[Coordinate labeling data]
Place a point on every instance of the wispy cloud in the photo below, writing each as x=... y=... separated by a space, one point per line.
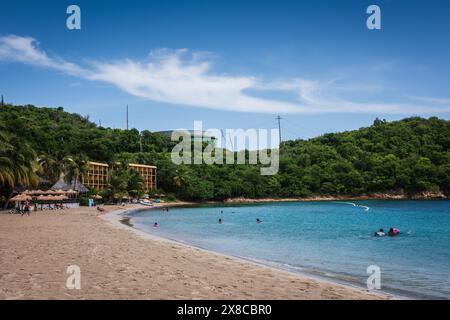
x=185 y=78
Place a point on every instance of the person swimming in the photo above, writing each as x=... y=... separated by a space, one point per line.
x=393 y=232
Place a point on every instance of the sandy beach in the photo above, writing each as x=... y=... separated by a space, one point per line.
x=117 y=262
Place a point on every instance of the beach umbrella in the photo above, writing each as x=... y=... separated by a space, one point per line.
x=21 y=197
x=39 y=191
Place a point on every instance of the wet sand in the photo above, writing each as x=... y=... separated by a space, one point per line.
x=119 y=262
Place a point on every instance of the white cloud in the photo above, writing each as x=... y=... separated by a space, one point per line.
x=184 y=78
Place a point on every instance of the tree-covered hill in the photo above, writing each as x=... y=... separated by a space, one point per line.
x=409 y=156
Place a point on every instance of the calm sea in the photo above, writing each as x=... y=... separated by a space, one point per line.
x=327 y=239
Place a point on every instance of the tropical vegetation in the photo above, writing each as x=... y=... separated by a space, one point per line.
x=408 y=156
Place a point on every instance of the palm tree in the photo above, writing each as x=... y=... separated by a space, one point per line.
x=75 y=168
x=18 y=164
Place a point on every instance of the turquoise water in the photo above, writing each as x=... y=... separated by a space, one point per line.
x=329 y=239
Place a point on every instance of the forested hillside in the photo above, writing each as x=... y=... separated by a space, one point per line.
x=411 y=155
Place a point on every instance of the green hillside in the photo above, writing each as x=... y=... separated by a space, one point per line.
x=411 y=155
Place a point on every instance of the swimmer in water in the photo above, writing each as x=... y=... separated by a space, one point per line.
x=393 y=232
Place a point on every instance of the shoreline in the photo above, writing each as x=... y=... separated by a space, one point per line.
x=392 y=197
x=119 y=262
x=118 y=219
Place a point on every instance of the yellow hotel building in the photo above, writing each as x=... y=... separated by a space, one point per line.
x=97 y=175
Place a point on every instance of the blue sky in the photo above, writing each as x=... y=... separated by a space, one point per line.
x=231 y=64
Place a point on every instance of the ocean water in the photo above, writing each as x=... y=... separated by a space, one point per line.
x=327 y=239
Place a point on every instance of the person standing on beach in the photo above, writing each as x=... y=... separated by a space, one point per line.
x=26 y=209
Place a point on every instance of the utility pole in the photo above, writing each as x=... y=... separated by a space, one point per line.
x=127 y=117
x=279 y=128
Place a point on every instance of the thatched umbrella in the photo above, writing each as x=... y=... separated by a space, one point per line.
x=21 y=197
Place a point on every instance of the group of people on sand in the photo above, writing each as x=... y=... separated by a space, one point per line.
x=393 y=232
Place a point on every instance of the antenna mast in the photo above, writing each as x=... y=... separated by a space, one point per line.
x=279 y=128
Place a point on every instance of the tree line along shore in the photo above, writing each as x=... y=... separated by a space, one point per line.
x=409 y=158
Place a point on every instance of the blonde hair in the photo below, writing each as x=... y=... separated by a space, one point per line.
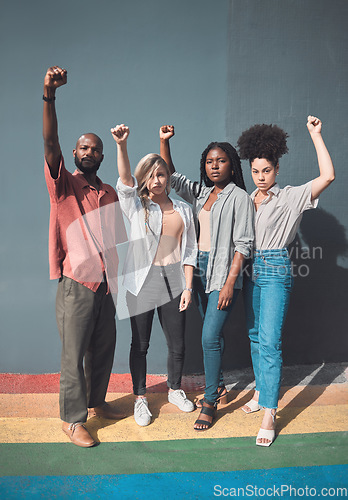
x=146 y=167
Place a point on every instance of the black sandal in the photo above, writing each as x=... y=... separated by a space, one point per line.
x=221 y=399
x=207 y=409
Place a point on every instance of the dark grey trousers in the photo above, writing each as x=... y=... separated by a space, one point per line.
x=87 y=328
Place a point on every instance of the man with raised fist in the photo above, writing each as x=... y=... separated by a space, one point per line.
x=84 y=227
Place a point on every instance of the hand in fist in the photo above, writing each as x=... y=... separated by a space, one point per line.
x=313 y=124
x=55 y=77
x=166 y=132
x=120 y=133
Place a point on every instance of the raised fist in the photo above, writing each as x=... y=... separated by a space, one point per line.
x=166 y=132
x=120 y=133
x=55 y=77
x=313 y=124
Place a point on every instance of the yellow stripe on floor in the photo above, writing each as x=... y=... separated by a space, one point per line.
x=178 y=425
x=46 y=405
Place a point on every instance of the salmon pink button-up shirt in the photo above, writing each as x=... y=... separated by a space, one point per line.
x=85 y=226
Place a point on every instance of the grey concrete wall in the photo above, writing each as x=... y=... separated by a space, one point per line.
x=210 y=68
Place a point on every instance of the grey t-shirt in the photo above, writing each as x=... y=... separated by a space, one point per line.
x=278 y=216
x=231 y=226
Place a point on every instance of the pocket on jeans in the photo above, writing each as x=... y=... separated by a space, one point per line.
x=276 y=262
x=67 y=286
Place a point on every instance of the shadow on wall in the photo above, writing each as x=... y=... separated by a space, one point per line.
x=316 y=326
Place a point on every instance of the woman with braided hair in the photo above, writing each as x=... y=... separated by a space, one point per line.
x=267 y=292
x=223 y=215
x=158 y=272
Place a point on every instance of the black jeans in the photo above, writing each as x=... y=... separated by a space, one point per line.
x=161 y=291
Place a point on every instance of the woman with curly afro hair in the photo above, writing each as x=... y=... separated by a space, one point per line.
x=223 y=215
x=267 y=291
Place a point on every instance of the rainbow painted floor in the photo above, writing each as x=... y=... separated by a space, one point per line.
x=168 y=459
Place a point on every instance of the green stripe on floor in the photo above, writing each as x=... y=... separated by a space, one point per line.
x=173 y=456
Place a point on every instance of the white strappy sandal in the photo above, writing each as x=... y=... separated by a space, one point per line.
x=267 y=433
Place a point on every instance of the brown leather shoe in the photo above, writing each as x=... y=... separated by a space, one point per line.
x=105 y=411
x=78 y=434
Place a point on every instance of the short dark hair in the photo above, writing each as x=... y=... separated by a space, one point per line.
x=236 y=168
x=263 y=141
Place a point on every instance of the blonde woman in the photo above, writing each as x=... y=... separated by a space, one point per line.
x=159 y=268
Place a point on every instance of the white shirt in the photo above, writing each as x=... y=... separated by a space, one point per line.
x=279 y=215
x=143 y=244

[What to produce] Copy all the entries word for word. Omit any pictures.

[Full output]
Place a point on every instance of the wispy cloud in the photo below, writing each as x=... y=... separated by a space, one point per line.
x=185 y=78
Place a point on every instance of the person swimming in the photo above, writing each as x=... y=... separated by a space, one point per line.
x=393 y=232
Place a point on every instance of the sandy beach in the photo above, writing each as x=... y=... separated by a space, one point per line.
x=117 y=262
Place a point on every instance of the beach umbrella in the photo above, writing each as x=... y=... separated by a space, one point per line.
x=21 y=197
x=39 y=191
Place a point on every instance of the wet sand in the photo above, writing each as x=... y=... separated by a space, one point per line.
x=119 y=262
Place a point on every instance of the white cloud in the photo above, writing each as x=... y=... separated by a space, one point per line.
x=184 y=78
Place a point on every instance of the tree-covered hill in the photo above, writing each as x=... y=... separated by a space, one point per line.
x=409 y=156
Place a point on every instance of the calm sea in the photo above, writing each as x=... y=... separated by a space, one point per line.
x=327 y=239
Place a point on every instance of the tropical vegetation in the photo above, writing each as x=... y=... separated by a space, one point per line.
x=408 y=156
Place a point on every instance of the palm tree in the photo above, writing each as x=... y=... separated by a space, one point per line.
x=75 y=168
x=18 y=164
Place a point on every instance of the turquoise water in the photo above, writing each as x=... y=... separated by a space, one point per line.
x=329 y=239
Place a point on every instance of the forested hillside in the photo above, writing each as x=... y=... separated by a space, one point per line.
x=411 y=155
Place a point on every instance of the green hillside in the photo above, writing each as x=... y=... separated by a space, one point per line.
x=411 y=155
Place a point on every instance of the swimmer in water in the photo above, writing each as x=... y=... separated by a space, one point per line.
x=393 y=232
Place a point on every instance of the shoreline in the photo above, writing each as x=... y=... separated by a space, one point per line.
x=392 y=197
x=119 y=262
x=118 y=219
Place a point on every instance of the yellow hotel building in the photo above, writing each as x=... y=... separated by a space, one point per line.
x=97 y=175
Place a point on every instance of the blue sky in the photo above, writing each as x=... y=... separated by a space, one point per line.
x=231 y=64
Place a point on every instance of the ocean water in the photo above, writing each as x=... y=... separated by a space, one point per line.
x=327 y=239
Place a point on every instance of the person standing on beach in the photo above, writing each as x=... y=... separated by a space, one point per line.
x=26 y=209
Place a point on every instance of the utility pole in the photo above, writing each as x=... y=... separated by a space, one point per line.
x=127 y=117
x=279 y=128
Place a point on every instance of the thatched umbrella in the photo above, writing each as x=... y=... separated by a space, one point per line.
x=21 y=197
Place a point on every instance of the group of people on sand in the photo above, writing each as x=... y=... separated by a space, one point per line.
x=393 y=232
Place a point on every instance of the antenna mast in the photo above, writing each as x=... y=... separated by a space, one point per line.
x=279 y=128
Place a point on every instance of the tree line along shore in the photo above, writing each as x=... y=... separated by a space, one point per line.
x=409 y=158
Place a point on every instance of the blonde hair in the photo below, writing each as x=... y=... separated by a space, one point per line.
x=146 y=167
Place a point on every instance of the black sandal in the photo above, writing each as x=... y=... separated by a space, one point per line.
x=221 y=399
x=207 y=409
Place a point on every instance of the dark grey trousers in the photo above, writing each as x=... y=... separated by a space, one point per line.
x=87 y=328
Place a point on every instance of the man with raised fist in the photo above, writing each as x=... y=... separated by a space, one point per line.
x=84 y=227
Place a point on every instance of the hand in fist in the photo above, writing each as x=... y=... separated by a space, one point per line.
x=313 y=124
x=55 y=77
x=166 y=132
x=120 y=133
Place a point on every instance of the raised fist in the photo above, writing each as x=... y=... separated by a space, one point per line.
x=166 y=132
x=120 y=133
x=55 y=77
x=313 y=124
Place a point on every instance of the yellow stripe on floor in the photo above, writing each as x=... y=... separated by a space, one point per line.
x=178 y=425
x=46 y=405
Place a point on every instance of the salmon pink button-up shirt in the photo above, writing each as x=... y=... separated by a space, one point per line.
x=85 y=226
Place a point on every instance of the grey concrete wall in the photo above, writing each as x=... y=... separated by a space, one point per line.
x=210 y=68
Place a point on every instance of the grey t-shirt in the photo above, writing each as x=... y=... separated by a space, one point per line.
x=278 y=216
x=231 y=226
Place a point on every instance of the pocket on jeans in the photo above, writing each as x=... y=... separated by a space, one point per line.
x=276 y=262
x=67 y=286
Place a point on every instance of the shadow on wall in the photo above, writing each as x=... y=... separated by a space, one point per line.
x=316 y=326
Place a point on every instance of the woman with braided hair in the photo above, writing each as x=... y=... separated by a space, one point per line.
x=267 y=292
x=223 y=215
x=158 y=272
Place a point on every instance of the black jeans in the photo above, writing each as x=... y=... separated by a space, one point per line.
x=161 y=291
Place a point on every instance of the woman with curly afro hair in the photo above, writing each as x=... y=... separated by a space, one point per line.
x=223 y=215
x=267 y=291
Place a point on every instance of the rainbow painted floor in the photo above, writing each as x=... y=... separated by a space, one point per line.
x=168 y=459
Place a point on every instance of the green stripe on floor in the photo above, writing each as x=... y=... separated by a space, one point per line.
x=173 y=456
Place a point on every instance of the white strappy sandal in the photo above, writing each as x=... y=... separated by a space, one point per line.
x=267 y=433
Place a point on every instance of the brown leather shoe in the photo above, writing each as x=... y=... separated by a space, one point per line.
x=105 y=411
x=78 y=434
Place a point on every instance of the short dark hair in the photo above, writing each as x=... y=... separated by a space, one point per line.
x=236 y=168
x=263 y=141
Place a point on every instance of the blonde woman in the photo above, writing each as x=... y=... separated by a space, one point per line.
x=159 y=268
Place a point on every instance of the white shirt in the photo above, writing each as x=... y=... separated by a space, one point per line.
x=279 y=215
x=143 y=244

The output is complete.